EXERCISE MATERIALS:
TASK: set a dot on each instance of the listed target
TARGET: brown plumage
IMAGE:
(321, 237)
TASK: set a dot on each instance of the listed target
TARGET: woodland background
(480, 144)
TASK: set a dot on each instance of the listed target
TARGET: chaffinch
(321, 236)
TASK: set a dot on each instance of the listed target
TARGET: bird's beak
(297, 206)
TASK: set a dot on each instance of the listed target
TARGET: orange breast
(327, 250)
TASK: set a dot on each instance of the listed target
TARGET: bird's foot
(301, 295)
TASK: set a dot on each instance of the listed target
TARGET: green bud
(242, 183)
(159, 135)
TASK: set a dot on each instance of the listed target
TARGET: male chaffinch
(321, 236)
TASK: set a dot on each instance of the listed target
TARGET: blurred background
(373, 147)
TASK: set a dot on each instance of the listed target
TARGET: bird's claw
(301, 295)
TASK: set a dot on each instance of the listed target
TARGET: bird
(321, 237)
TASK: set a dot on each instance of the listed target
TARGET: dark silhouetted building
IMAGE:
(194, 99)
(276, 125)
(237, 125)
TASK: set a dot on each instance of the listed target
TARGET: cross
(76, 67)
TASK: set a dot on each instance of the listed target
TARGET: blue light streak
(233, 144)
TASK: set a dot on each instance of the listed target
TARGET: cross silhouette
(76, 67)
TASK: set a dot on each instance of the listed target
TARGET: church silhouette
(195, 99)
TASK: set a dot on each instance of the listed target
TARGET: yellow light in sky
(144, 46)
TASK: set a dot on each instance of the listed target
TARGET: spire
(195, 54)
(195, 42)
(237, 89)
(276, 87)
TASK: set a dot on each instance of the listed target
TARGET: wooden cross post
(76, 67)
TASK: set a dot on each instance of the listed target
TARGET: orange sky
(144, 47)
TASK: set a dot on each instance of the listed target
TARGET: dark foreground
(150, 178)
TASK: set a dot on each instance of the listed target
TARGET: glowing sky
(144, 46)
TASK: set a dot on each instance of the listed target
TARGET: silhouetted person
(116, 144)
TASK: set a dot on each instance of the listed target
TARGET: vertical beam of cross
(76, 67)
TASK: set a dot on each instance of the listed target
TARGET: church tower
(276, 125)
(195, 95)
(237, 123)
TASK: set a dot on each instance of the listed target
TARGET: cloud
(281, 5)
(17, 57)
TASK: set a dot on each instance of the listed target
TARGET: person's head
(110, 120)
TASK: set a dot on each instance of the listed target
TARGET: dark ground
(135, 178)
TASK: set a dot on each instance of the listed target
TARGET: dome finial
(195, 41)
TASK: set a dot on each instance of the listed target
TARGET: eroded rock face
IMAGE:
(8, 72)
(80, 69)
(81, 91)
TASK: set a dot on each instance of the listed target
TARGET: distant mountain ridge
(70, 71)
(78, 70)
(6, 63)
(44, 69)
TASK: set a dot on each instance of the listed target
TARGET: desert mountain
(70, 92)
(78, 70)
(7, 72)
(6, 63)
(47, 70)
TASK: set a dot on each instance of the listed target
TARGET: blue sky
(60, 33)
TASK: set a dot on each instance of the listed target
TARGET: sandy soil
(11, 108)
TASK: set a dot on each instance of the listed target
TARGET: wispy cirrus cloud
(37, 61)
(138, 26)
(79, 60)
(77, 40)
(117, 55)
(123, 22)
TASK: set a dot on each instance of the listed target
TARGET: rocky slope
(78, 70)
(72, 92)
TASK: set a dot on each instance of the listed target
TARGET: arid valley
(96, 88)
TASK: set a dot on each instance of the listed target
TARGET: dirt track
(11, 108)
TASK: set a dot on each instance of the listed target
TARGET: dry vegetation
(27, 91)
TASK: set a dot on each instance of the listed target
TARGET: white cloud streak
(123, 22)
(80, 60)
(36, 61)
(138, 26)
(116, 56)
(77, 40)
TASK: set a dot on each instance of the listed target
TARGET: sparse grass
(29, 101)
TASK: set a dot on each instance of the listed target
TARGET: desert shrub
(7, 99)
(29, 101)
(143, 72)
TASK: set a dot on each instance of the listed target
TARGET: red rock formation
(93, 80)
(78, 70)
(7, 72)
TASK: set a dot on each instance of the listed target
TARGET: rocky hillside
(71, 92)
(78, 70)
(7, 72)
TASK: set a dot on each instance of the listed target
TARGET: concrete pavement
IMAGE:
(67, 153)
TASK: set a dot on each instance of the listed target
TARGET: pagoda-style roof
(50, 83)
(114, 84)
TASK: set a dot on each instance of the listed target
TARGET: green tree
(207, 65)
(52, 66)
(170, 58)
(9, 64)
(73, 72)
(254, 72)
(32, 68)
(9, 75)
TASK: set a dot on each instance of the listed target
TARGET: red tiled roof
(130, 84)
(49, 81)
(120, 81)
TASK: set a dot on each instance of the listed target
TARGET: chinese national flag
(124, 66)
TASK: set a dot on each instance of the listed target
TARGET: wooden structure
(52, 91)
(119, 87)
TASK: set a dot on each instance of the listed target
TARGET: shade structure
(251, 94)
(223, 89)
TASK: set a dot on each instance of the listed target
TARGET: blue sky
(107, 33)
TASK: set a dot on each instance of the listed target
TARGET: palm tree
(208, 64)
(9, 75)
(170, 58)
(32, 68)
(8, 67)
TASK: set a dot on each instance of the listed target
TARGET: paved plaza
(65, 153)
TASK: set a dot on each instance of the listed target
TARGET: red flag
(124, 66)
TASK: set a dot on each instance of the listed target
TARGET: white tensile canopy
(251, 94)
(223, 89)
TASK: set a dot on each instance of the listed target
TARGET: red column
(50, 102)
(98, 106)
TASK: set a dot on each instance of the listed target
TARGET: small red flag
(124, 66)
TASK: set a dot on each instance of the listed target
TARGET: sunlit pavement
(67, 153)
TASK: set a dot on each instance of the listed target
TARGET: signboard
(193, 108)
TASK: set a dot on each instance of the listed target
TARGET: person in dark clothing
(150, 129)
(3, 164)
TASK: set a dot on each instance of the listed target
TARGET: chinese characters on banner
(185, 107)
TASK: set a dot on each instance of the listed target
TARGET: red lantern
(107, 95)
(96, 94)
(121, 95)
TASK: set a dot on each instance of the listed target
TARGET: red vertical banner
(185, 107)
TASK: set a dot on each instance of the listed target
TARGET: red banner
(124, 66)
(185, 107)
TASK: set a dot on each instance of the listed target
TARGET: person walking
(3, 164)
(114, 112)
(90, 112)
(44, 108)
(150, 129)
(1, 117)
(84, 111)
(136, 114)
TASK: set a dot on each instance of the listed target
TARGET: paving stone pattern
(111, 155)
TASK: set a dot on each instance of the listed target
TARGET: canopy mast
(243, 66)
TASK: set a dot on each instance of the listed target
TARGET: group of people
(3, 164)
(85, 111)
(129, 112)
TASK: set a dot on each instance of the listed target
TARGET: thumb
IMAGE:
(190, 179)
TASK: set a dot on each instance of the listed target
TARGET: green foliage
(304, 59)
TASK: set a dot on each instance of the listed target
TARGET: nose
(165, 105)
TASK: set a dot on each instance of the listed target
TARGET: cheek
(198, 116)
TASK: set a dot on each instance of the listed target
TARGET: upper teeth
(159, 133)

DESCRIPTION OF THE TASK: All of the data above needs to be set down again exactly. Include every line.

TASK OUTPUT:
TASK: set a dot on each instance of the listed target
TARGET: brown plumage
IMAGE:
(321, 237)
TASK: set a dot on each instance of the listed target
TARGET: woodland background
(480, 144)
TASK: set a dot on each instance of the listed target
TARGET: chaffinch
(321, 236)
TASK: set a dot on each instance of the listed target
TARGET: bird's beak
(297, 206)
TASK: set a dot on each instance of the listed target
TARGET: orange breast
(327, 250)
TASK: set a dot on each instance of the listed target
TARGET: bird's foot
(301, 295)
TASK: set a dot on each instance of the listed target
TARGET: green bud
(242, 183)
(159, 135)
TASK: set a dot on each instance of the listed target
TARGET: male chaffinch
(321, 236)
TASK: set a dot on each instance of the listed target
TARGET: blurred background
(373, 147)
TASK: set a dot on each instance of the listed target
TARGET: bird's claw
(301, 295)
TASK: set a dot on each instance of the listed target
TARGET: bird
(321, 237)
TASK: set a dot on each instance of the listed target
TARGET: dark silhouetted building
IMAGE:
(194, 99)
(276, 125)
(237, 125)
TASK: set a dot on each instance of the listed target
TARGET: cross
(76, 67)
TASK: set a dot on each instance of the listed target
TARGET: blue light streak
(233, 144)
TASK: set a dot on each instance of the listed target
TARGET: cross silhouette
(76, 67)
TASK: set a dot on each instance of the listed target
TARGET: church silhouette
(195, 99)
TASK: set a dot on each instance of the listed target
TARGET: yellow light in sky
(144, 46)
TASK: set a dot on each instance of the listed target
TARGET: spire
(195, 54)
(195, 42)
(237, 89)
(276, 87)
TASK: set a dot on each instance of the listed target
TARGET: wooden cross post
(76, 67)
TASK: set a dot on each instance of the listed target
TARGET: orange sky
(144, 47)
TASK: set a dot on each instance of the listed target
TARGET: dark foreground
(150, 178)
TASK: set a dot on each instance of the listed target
TARGET: glowing sky
(144, 46)
TASK: set a dot on each instance of the listed target
TARGET: silhouetted person
(116, 144)
TASK: set a dot on each instance of the listed target
TARGET: vertical beam of cross
(76, 67)
TASK: set a dot on each instance of the listed target
TARGET: church tower
(276, 125)
(195, 95)
(237, 123)
TASK: set a dot on each instance of the listed target
TARGET: cloud
(281, 5)
(17, 57)
TASK: set a dot on each instance of the listed target
TARGET: person's head
(110, 120)
TASK: set a dot on each instance of the listed target
TARGET: dark ground
(135, 178)
TASK: set a dot on each instance of the listed target
TARGET: dome finial
(195, 41)
TASK: set a dot on each instance of the listed target
TARGET: eroded rock face
IMAGE:
(8, 72)
(80, 69)
(81, 91)
TASK: set a dot on each instance of the listed target
TARGET: distant mountain ridge
(70, 71)
(78, 70)
(6, 63)
(44, 69)
TASK: set a dot on each instance of the listed target
TARGET: desert mountain
(70, 92)
(78, 70)
(7, 72)
(6, 63)
(47, 70)
TASK: set a dot on each instance of the listed target
TARGET: blue sky
(60, 33)
TASK: set a dot on each instance of the listed target
TARGET: sandy soil
(11, 108)
TASK: set a dot on each instance of the listed target
TARGET: wispy cirrus cloud
(37, 61)
(138, 26)
(79, 60)
(77, 40)
(117, 55)
(123, 22)
TASK: set a dot on each instance of the listed target
TARGET: rocky slope
(78, 70)
(72, 92)
TASK: set a dot on each instance of the listed target
TARGET: arid valley
(96, 88)
TASK: set a dot on each instance of the listed target
TARGET: dirt track
(11, 108)
TASK: set a dot on each instance of the listed target
TARGET: dry vegetation
(27, 91)
TASK: set a dot on each instance of the listed target
TARGET: white cloud streak
(123, 22)
(80, 60)
(36, 61)
(138, 26)
(116, 56)
(77, 40)
TASK: set a dot on each instance of the listed target
TARGET: sparse grass
(29, 101)
TASK: set a dot on each instance of the listed target
TARGET: desert shrub
(7, 99)
(29, 101)
(143, 72)
TASK: set a dot on each instance of the listed target
TARGET: red rock formation
(93, 80)
(78, 70)
(7, 72)
TASK: set a dot on each instance of the listed target
TARGET: rocky hillside
(71, 92)
(78, 70)
(7, 72)
TASK: set a dot on each instance of the listed target
TARGET: concrete pavement
IMAGE:
(67, 153)
TASK: set a dot on each instance of the listed target
TARGET: pagoda-style roof
(50, 83)
(114, 84)
TASK: set a dot on each instance of the listed target
TARGET: green tree
(207, 65)
(52, 66)
(170, 58)
(9, 64)
(73, 72)
(254, 72)
(32, 68)
(9, 75)
TASK: set a dot on each instance of the listed target
TARGET: red tiled roof
(130, 84)
(49, 81)
(120, 81)
TASK: set a dot on each instance of the listed target
TARGET: chinese national flag
(124, 66)
TASK: set a dot on each instance of the listed target
TARGET: wooden structure
(52, 91)
(119, 87)
TASK: set a dot on each instance of the listed target
TARGET: shade structure
(251, 94)
(223, 89)
TASK: set a dot on each instance of the listed target
TARGET: blue sky
(107, 33)
TASK: set a dot on each instance of the listed target
TARGET: palm tree
(208, 64)
(9, 75)
(170, 58)
(32, 68)
(8, 67)
TASK: set a dot on each instance of the listed target
TARGET: paved plaza
(65, 153)
TASK: set a dot on each instance of the listed target
TARGET: red flag
(124, 66)
TASK: set a dot on each instance of the listed target
TARGET: white tensile canopy
(251, 94)
(223, 89)
TASK: set a dot on each instance of the listed target
TARGET: red column
(50, 102)
(98, 106)
TASK: set a dot on each instance of the listed target
TARGET: small red flag
(124, 66)
TASK: set a dot on each instance of the listed target
TARGET: sunlit pavement
(67, 153)
TASK: set a dot on each instance of the listed target
TARGET: signboard
(193, 108)
TASK: set a dot on each instance of the listed target
TARGET: person in dark clothing
(150, 129)
(3, 164)
TASK: set a dot on each instance of the listed target
TARGET: chinese characters on banner
(185, 107)
TASK: set a dot on each instance of the listed target
TARGET: red lantern
(107, 95)
(96, 94)
(121, 95)
TASK: set a dot on each instance of the listed target
TARGET: red vertical banner
(185, 107)
TASK: set a dot on each instance of the listed target
TARGET: red banner
(124, 66)
(185, 107)
TASK: set a dot on each instance of the listed target
TARGET: person walking
(3, 164)
(114, 112)
(90, 112)
(44, 108)
(150, 129)
(1, 117)
(84, 111)
(136, 114)
TASK: set a dot on each instance of the listed target
TARGET: paving stone pattern
(111, 155)
TASK: set a dot on each instance of the listed target
TARGET: canopy mast
(243, 66)
TASK: set a dot on each instance of the listed target
TARGET: group of people
(3, 164)
(85, 111)
(129, 112)
TASK: set a dot on each instance of the listed target
TARGET: thumb
IMAGE:
(190, 179)
TASK: set a dot on each instance of the listed target
TARGET: green foliage
(304, 59)
TASK: set a dot on each instance of the listed target
TARGET: nose
(165, 105)
TASK: set a dot on each instance of the listed target
TARGET: cheek
(198, 116)
TASK: set a dot on each instance of the listed target
TARGET: upper teeth
(159, 133)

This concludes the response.